------ PAGE
Did a contract job with another company to one of the major banks down here a few years ago. All they ran was Apple even though their clients (banks) used Windows.
They needed a stable platform to run virtual machines and test environments locally on their laptops.
Laptops that don't slow down after 1-2 years with all the windows bloat.
Re Apple TV. Get one, they are great!
One thing Appe does when you buy a laptop it comes with: email, calendar, contacts, spreadsheet program, word processor, power point equivalent, photo editing, video editing, music editing/recording (garage band where you can even download piano and guitar lessons).
Apple have provided these programs for free for the last 5 years or more, and almost force Microsoft to do the same except Office which is their cash cow.
On Andriod, Google gives it away for free. Why? Because they keep tabs on everything you do.
They use that information to sell advertising.
------------
------ DATA EXCERPT
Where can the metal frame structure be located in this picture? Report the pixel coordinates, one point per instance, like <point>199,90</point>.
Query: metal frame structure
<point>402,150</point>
------------
# [CHALLENGE 1]
Duplicate the part of the comment about Apple computers starting with "They needed a" and going on through "and guitar lessons).".
# [CHALLENGE 2]
In the comment about Apple computers, what did the company that ran only Apple need a stable platform for?
# [CHALLENGE 3]
Resume the comment about Apple computers and Google, picking up after its last sentence.
The material has no connection to the comment about Apple computers.

# [WRITTEN REPLY 1]
They needed a stable platform to run virtual machines and test environments locally on their laptops.
Laptops that don't slow down after 1-2 years with all the windows bloat.
Re Apple TV. Get one, they are great!
One thing Appe does when you buy a laptop it comes with: email, calendar, contacts, spreadsheet program, word processor, power point equivalent, photo editing, video editing, music editing/recording (garage band where you can even download piano and guitar lessons).

# [WRITTEN REPLY 2]
To run virtual machines and test environments locally on their laptops.

# [WRITTEN REPLY 3]
I had a look the other day and it was highly disturbing the level of detail they keep. Opened this webpage, searched for this, when to YouTube, searched for this, watched these 3 videos etc etc.
It is per device too, and to make it worse, if you use google services like gmail, they link all that search/web stuff to you.
Enough of my tech rant.
On topic. I don't think Apple sponsor anything.
However it was reported yesterday they are making a TV show. A bit like Netflix does. Maybe they are about to embark into a streaming service, which has been rumored for a while.
They were trying to get cable companies on board but Apple wanted to let users cherry pick what they wanted. The Cable companies want to bundle a million bad channels with a few good ones (as usual).
Personally I would love an F1 app on the Apple TV which had live access and access to every historical race for the last 30 years. I would pay $100 for that a year without even thinking.
(Apple offer Apple Music on Andriod so it would be available on every device/laptop not just Apple stuff like one user thought)
$100 @ 10 million people = 1 Billion Dollars
$100 @ 100 million people = 10 Billion dollars.
I think the F1 revenue from the tracks and TV rights now is around 1.7 Billion per year. So the potential to have more money, more teams, more drivers etc is huge.
The problem F1 has got now is short sighted. F1 has slowly switched from free to air channels to cable companies around the world as the cable companies pay more money. However less people have cable.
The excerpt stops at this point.